Provided data: Begin

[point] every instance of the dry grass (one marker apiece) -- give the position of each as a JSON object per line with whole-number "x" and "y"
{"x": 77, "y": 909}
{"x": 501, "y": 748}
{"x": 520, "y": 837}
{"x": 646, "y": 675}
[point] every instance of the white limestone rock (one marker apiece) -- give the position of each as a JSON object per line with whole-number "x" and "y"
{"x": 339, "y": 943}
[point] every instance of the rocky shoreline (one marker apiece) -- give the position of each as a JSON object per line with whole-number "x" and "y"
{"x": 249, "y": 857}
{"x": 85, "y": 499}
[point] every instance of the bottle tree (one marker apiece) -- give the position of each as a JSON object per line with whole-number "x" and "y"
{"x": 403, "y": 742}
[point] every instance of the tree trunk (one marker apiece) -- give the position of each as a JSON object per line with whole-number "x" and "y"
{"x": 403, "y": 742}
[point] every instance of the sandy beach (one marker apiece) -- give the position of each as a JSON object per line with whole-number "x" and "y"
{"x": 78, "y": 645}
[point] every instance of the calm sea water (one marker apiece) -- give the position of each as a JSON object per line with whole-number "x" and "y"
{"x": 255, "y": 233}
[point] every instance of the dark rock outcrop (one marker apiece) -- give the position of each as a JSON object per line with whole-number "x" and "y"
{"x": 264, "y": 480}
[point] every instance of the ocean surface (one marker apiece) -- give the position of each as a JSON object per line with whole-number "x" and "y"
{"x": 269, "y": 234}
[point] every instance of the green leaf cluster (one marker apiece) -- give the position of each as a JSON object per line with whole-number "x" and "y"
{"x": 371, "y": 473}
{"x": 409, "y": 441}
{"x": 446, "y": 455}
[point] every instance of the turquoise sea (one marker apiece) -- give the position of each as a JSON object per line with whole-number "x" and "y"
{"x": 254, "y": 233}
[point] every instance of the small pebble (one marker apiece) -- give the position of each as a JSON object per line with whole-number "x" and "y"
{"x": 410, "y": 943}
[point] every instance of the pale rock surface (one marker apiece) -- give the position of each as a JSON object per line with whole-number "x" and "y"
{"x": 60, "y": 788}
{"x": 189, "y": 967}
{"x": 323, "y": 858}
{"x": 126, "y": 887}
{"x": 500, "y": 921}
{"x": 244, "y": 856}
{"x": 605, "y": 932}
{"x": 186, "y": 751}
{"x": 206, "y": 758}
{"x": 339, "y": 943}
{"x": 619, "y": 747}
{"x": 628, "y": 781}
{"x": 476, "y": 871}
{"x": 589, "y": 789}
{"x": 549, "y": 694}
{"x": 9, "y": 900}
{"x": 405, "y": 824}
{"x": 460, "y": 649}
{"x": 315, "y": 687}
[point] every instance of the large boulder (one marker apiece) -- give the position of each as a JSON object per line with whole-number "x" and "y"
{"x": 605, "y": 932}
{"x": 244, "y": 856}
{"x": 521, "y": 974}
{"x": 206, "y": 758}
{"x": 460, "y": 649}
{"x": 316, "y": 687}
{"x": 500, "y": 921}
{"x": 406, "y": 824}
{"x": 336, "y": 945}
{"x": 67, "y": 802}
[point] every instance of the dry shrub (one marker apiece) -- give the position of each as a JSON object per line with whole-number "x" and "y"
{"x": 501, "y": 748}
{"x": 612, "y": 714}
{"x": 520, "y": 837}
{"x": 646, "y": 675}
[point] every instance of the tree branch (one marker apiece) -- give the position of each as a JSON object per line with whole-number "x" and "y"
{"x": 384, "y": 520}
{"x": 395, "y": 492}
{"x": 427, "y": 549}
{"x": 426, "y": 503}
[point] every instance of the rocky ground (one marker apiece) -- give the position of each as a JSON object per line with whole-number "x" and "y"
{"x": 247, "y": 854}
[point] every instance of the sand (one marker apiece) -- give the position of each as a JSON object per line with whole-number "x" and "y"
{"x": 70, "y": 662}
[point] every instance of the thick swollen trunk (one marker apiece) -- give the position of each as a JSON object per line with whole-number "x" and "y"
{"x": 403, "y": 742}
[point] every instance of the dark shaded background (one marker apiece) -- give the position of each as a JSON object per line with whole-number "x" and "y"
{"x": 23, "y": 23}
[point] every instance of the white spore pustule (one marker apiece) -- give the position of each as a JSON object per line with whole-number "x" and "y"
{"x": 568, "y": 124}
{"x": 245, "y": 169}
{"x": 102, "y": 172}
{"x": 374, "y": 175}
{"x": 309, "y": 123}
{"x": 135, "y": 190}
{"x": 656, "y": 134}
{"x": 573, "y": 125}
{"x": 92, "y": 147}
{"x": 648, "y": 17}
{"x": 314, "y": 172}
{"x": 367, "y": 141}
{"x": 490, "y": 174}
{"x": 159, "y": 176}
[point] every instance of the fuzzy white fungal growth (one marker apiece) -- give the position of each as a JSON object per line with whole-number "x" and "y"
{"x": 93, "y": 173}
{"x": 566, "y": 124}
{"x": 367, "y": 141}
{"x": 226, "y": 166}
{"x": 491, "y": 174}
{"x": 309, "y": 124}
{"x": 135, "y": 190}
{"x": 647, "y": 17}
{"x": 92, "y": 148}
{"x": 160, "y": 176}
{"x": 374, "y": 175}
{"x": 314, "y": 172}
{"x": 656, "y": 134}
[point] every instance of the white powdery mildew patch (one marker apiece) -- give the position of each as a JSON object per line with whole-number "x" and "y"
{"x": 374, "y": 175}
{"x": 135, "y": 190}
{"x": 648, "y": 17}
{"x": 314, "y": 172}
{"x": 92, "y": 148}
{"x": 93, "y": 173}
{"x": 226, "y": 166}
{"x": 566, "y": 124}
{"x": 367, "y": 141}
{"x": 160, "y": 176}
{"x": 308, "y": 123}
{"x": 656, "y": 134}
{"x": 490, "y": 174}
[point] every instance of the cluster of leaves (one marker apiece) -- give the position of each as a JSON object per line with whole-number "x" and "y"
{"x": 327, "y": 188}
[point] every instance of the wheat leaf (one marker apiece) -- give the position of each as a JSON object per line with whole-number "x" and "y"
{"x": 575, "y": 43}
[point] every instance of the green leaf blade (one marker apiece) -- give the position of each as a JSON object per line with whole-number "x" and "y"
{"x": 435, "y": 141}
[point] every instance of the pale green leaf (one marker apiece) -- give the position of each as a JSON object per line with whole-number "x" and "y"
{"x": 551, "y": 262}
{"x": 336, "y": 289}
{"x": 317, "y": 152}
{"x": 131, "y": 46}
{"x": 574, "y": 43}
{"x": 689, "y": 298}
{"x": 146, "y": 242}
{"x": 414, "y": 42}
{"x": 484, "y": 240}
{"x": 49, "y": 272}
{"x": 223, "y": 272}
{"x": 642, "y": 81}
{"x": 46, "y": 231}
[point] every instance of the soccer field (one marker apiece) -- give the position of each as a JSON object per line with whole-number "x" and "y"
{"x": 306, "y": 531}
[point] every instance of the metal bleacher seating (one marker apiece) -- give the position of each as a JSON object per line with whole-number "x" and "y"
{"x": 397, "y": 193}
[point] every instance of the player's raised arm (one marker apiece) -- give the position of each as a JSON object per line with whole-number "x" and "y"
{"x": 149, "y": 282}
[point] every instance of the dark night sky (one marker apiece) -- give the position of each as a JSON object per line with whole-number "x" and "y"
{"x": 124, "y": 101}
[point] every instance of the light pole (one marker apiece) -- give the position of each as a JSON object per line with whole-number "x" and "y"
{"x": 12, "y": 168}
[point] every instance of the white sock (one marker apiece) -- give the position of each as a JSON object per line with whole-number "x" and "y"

Provided data: End

▶ **The problem**: Each entry is to be written out exactly as it was given.

▶ **Result for this task**:
[point] every instance of the dry grass (one marker apiece) -- give the position of each as a JSON object per line with whole-number "x" and "y"
{"x": 77, "y": 909}
{"x": 501, "y": 748}
{"x": 520, "y": 837}
{"x": 646, "y": 675}
[point] every instance of the white limestone rock (one marker apiece) -- give the position of each as a JSON object per line with whole-number "x" and "y"
{"x": 339, "y": 943}
[point] every instance of the rocky shoreline (one marker apiece) -- give the position of each as a JSON object per line with whole-number "x" and "y"
{"x": 249, "y": 857}
{"x": 85, "y": 499}
[point] every instance of the bottle tree (one marker apiece) -- give the position of each as a JSON object per line with whole-number "x" and "y"
{"x": 403, "y": 742}
[point] every instance of the tree trunk (one marker apiece) -- give the position of each as a JSON object per line with whole-number "x" and "y"
{"x": 403, "y": 742}
[point] every instance of the sandy beach (one marker apiece) -- give the position of each as a JSON object per line with whole-number "x" and "y"
{"x": 78, "y": 645}
[point] every instance of the calm sea water (one marker apiece) -- give the position of each as a JSON object per line with whole-number "x" and "y"
{"x": 255, "y": 233}
[point] every instance of the dark rock outcrop (one marker apiece) -- give the position of each as a JSON object per line with whole-number "x" and "y"
{"x": 264, "y": 480}
[point] every instance of the ocean surface (one marker apiece) -- give the position of each as a JSON object per line with whole-number "x" and "y"
{"x": 269, "y": 234}
[point] every instance of the green leaf cluster (one marker apiece) -- give the position of each as a JSON object per line with whole-number "x" and "y"
{"x": 371, "y": 473}
{"x": 409, "y": 441}
{"x": 446, "y": 455}
[point] every instance of the turquoise sea (one marker apiece) -- give the position of each as a JSON object per line with whole-number "x" and "y"
{"x": 254, "y": 233}
[point] every instance of the small pebble (one marker apiece) -- give the position of each as a JSON object per line with whole-number "x" and "y"
{"x": 410, "y": 943}
[point] every instance of the pale rock surface (one marker apiece) -- give the position of each as a JSON object per line with whole-number "x" and "y"
{"x": 60, "y": 788}
{"x": 189, "y": 967}
{"x": 323, "y": 858}
{"x": 126, "y": 887}
{"x": 500, "y": 921}
{"x": 244, "y": 856}
{"x": 605, "y": 932}
{"x": 186, "y": 751}
{"x": 206, "y": 758}
{"x": 339, "y": 943}
{"x": 619, "y": 747}
{"x": 628, "y": 781}
{"x": 476, "y": 871}
{"x": 589, "y": 789}
{"x": 549, "y": 694}
{"x": 9, "y": 900}
{"x": 405, "y": 824}
{"x": 460, "y": 649}
{"x": 315, "y": 687}
[point] every instance of the large boulder (one marker apiece) -- give the position of each as a JSON object per line with whole-number "x" and "y"
{"x": 605, "y": 932}
{"x": 244, "y": 856}
{"x": 521, "y": 974}
{"x": 206, "y": 758}
{"x": 460, "y": 649}
{"x": 316, "y": 687}
{"x": 500, "y": 921}
{"x": 406, "y": 824}
{"x": 336, "y": 945}
{"x": 67, "y": 802}
[point] every instance of the dry shrub (one marker apiece) -- give the position of each as a JSON object per line with whole-number "x" and "y"
{"x": 501, "y": 748}
{"x": 612, "y": 714}
{"x": 520, "y": 837}
{"x": 646, "y": 675}
[point] every instance of the tree branch (one marker apiece) -- give the position of each as a JSON object per line with whole-number "x" and "y"
{"x": 384, "y": 520}
{"x": 395, "y": 492}
{"x": 427, "y": 549}
{"x": 426, "y": 503}
[point] every instance of the rocky ground (one marker apiece) -- give the position of each as a JSON object per line with whole-number "x" and "y"
{"x": 247, "y": 854}
[point] every instance of the sand (one marker apiece) -- give the position of each as a JSON object per line with whole-number "x" and "y"
{"x": 70, "y": 662}
[point] every instance of the thick swollen trunk (one marker apiece) -- give the position of each as a JSON object per line with whole-number "x" and "y"
{"x": 403, "y": 742}
[point] every instance of the dark shaded background (one marker apiece) -- give the position of each as a JSON object per line with whole-number "x" and "y"
{"x": 23, "y": 23}
[point] every instance of the white spore pustule (one marker apiece) -- give the position of each as a JSON object per line with whole-number "x" and "y"
{"x": 568, "y": 124}
{"x": 245, "y": 169}
{"x": 102, "y": 172}
{"x": 374, "y": 175}
{"x": 309, "y": 123}
{"x": 135, "y": 190}
{"x": 656, "y": 134}
{"x": 573, "y": 125}
{"x": 92, "y": 147}
{"x": 648, "y": 17}
{"x": 314, "y": 172}
{"x": 367, "y": 141}
{"x": 490, "y": 174}
{"x": 159, "y": 176}
[point] every instance of the fuzzy white fungal growth (one marker apiece) -- give the position of each as a JSON object per line with whole-number "x" and "y"
{"x": 93, "y": 173}
{"x": 566, "y": 124}
{"x": 367, "y": 141}
{"x": 226, "y": 166}
{"x": 491, "y": 174}
{"x": 309, "y": 124}
{"x": 135, "y": 190}
{"x": 647, "y": 17}
{"x": 92, "y": 148}
{"x": 160, "y": 176}
{"x": 374, "y": 175}
{"x": 314, "y": 172}
{"x": 656, "y": 134}
[point] every instance of the white powdery mildew patch (one marker apiece) -- give the position of each as a JSON object per line with whole-number "x" and "y"
{"x": 374, "y": 175}
{"x": 135, "y": 190}
{"x": 648, "y": 17}
{"x": 314, "y": 172}
{"x": 92, "y": 148}
{"x": 93, "y": 173}
{"x": 226, "y": 166}
{"x": 566, "y": 124}
{"x": 367, "y": 141}
{"x": 160, "y": 176}
{"x": 308, "y": 123}
{"x": 656, "y": 134}
{"x": 490, "y": 174}
[point] every instance of the cluster of leaves (one marker apiece) -- give the position of each as a JSON object per line with whole-number "x" and "y"
{"x": 327, "y": 188}
[point] every instance of the wheat leaf (one marker apiece) -- give the position of each as a JSON object per line with whole-number "x" and "y"
{"x": 575, "y": 43}
[point] every instance of the green leaf blade (one marker apiece) -- give the position of each as a JSON object per line with whole-number "x" and "y"
{"x": 435, "y": 141}
[point] every instance of the pale green leaf (one marker apiece) -- give the position of each as a JSON object per line with whole-number "x" and "y"
{"x": 551, "y": 262}
{"x": 336, "y": 289}
{"x": 317, "y": 152}
{"x": 131, "y": 46}
{"x": 574, "y": 43}
{"x": 689, "y": 298}
{"x": 146, "y": 242}
{"x": 414, "y": 42}
{"x": 484, "y": 240}
{"x": 49, "y": 272}
{"x": 223, "y": 272}
{"x": 642, "y": 81}
{"x": 46, "y": 231}
[point] every instance of the soccer field (one marker apiece) -- give the position of each as a JSON object per line with whole-number "x" and "y"
{"x": 306, "y": 531}
[point] every instance of the metal bleacher seating (one marker apiece) -- give the position of each as a JSON object per line with whole-number "x" and "y"
{"x": 397, "y": 193}
[point] every instance of the player's raised arm (one marker apiece) -- give the position of each as a JSON object per line with whole-number "x" and "y"
{"x": 149, "y": 282}
[point] every instance of the dark night sky (one marker apiece) -- give the position of each as a JSON object per line with whole-number "x" and "y"
{"x": 124, "y": 101}
[point] every instance of the light pole (one marker apiece) -- give the position of each as a JSON object per line with whole-number "x" and "y"
{"x": 12, "y": 168}
[point] every instance of the white sock (one marker apiece) -- give the position of each as a JSON object per line with whole-number "x" and "y"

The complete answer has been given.